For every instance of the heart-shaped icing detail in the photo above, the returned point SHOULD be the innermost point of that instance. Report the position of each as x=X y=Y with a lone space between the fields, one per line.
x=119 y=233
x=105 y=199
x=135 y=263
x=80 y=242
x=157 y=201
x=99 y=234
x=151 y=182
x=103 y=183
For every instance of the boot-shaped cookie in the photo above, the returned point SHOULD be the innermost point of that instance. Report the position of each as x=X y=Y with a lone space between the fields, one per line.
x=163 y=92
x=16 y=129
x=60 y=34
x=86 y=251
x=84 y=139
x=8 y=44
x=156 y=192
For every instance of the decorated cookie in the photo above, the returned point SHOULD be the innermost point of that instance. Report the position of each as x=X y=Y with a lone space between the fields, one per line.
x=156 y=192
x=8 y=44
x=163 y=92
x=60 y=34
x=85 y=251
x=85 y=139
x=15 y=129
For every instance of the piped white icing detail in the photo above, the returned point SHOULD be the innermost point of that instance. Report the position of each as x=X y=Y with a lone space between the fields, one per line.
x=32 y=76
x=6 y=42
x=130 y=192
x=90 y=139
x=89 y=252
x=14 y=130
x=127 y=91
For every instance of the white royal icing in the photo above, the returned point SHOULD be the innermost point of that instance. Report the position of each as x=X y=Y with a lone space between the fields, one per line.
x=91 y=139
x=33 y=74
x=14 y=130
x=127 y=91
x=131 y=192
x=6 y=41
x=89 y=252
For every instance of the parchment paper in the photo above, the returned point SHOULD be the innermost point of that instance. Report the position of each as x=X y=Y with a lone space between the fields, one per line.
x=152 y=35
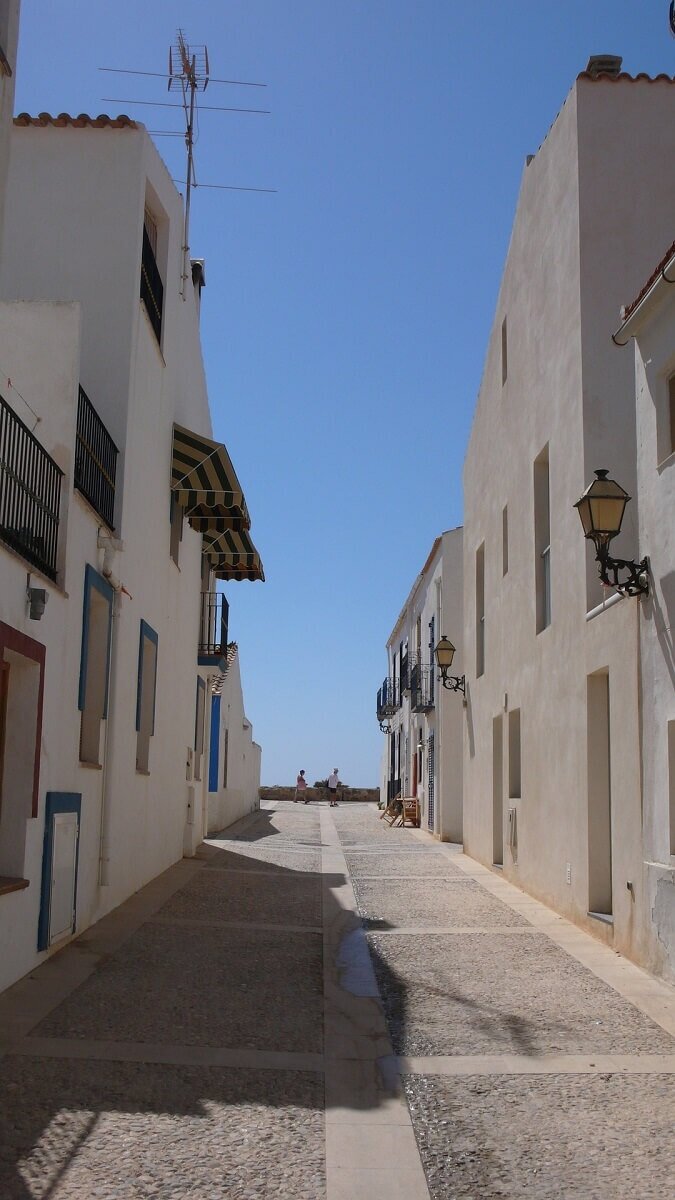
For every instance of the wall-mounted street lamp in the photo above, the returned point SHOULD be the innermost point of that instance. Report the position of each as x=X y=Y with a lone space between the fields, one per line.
x=444 y=653
x=601 y=510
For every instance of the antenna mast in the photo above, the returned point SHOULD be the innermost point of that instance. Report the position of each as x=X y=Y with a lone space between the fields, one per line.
x=189 y=72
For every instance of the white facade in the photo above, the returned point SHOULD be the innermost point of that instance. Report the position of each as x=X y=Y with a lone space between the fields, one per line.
x=422 y=755
x=652 y=325
x=108 y=681
x=234 y=767
x=553 y=767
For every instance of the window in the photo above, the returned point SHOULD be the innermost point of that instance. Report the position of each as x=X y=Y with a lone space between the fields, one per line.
x=514 y=781
x=175 y=517
x=225 y=754
x=145 y=696
x=151 y=287
x=542 y=541
x=199 y=726
x=481 y=610
x=94 y=664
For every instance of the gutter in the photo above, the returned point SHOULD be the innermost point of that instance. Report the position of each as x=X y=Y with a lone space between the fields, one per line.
x=626 y=327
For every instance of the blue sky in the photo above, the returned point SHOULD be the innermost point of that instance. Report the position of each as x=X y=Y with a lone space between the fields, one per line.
x=345 y=317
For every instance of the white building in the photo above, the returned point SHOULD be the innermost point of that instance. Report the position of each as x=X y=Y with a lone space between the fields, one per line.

————

What to produce ▸
Restate the listing above word for word, and skip the pictures.

Result of this exercise ▸
For every instance of the heart-shaped icing detail in the photo above, the returned point SHOULD be the innermost point of that instance. Report the position of each as x=X y=Y with a lone space between the fields, one per line.
x=119 y=233
x=105 y=199
x=135 y=263
x=80 y=242
x=157 y=201
x=99 y=234
x=151 y=182
x=103 y=183
For every instance of the boot-shaped cookie in the photo above, the returned point SHOULD be the innermost point of that instance. Report the position of each as x=X y=Y with a lone space between the fields, one per line.
x=163 y=92
x=16 y=129
x=60 y=34
x=86 y=251
x=84 y=139
x=8 y=44
x=156 y=192
For every instance of the decorated cookie in the photo above, the returned point SHOULD be the innermost point of that instance. Report the position of each as x=X y=Y with a lone space between the fields, one per line.
x=156 y=192
x=8 y=44
x=163 y=92
x=60 y=34
x=85 y=251
x=85 y=139
x=15 y=129
For every instance of the piped white icing detail in the photo above, the returned point SHOULD be the innermost point of that instance. Report the position of each as x=X y=Y with a lone space between the fields, one per line.
x=32 y=76
x=6 y=42
x=130 y=192
x=90 y=139
x=89 y=252
x=14 y=130
x=127 y=91
For every instance of the white royal icing in the photo above, the returned point SHOULD be the innermost point of that instance. Report the position of each as x=X y=Y with a lone space between the fields, one per line.
x=91 y=139
x=33 y=74
x=14 y=130
x=127 y=91
x=131 y=192
x=6 y=41
x=89 y=252
For every instance of the parchment paper in the photo above, the returned point SHOULD be the innermost point of that instance. Report the position of each as x=X y=Y with a lone space between the fields, one per line.
x=152 y=35
For every instance of the wall-mounted street lamp in the photo above, the returned point SHOULD be the innermost point of that instance. Report the position of each as x=X y=Y with a lone space between the fields, one per line.
x=444 y=653
x=601 y=510
For every instance of the antenna mast in the photo above, the returned point SHOULD be the innermost point of that instance. Report the position of each as x=X y=Y with a lone space between the fields, one per line.
x=189 y=72
For every instance of the white facade in the photo above, the returned point SHOULD be the innermost point of that instance. Report the position of each as x=X y=Y with a lone space between the fields, one per line.
x=422 y=755
x=652 y=325
x=108 y=681
x=234 y=767
x=553 y=767
For every instance of the window in the photo above, the returned point SHOULD be the innermost point of that instance. Report the position of each as x=X y=Y with a lone space between the fields, one per line.
x=514 y=781
x=175 y=517
x=225 y=754
x=145 y=696
x=151 y=287
x=542 y=541
x=199 y=726
x=481 y=610
x=94 y=664
For every instance of the gutter in the photo above, the returned point SHOULD be the innermost point of that instance. Report the position of each as x=X y=Y with a lone space between the fields, one per line.
x=626 y=327
For every instance of the blue sky in the photo above, the returned point SHOULD be the innermost point of that instance. Report the position of each as x=X y=Y with a lone space between the fields, one per line.
x=345 y=317
For every instance of the white building in the photo above, the returned point SHOULD be the innermost point of that instance. Report the position of each as x=X y=Y with a lone space between the fields, one per line.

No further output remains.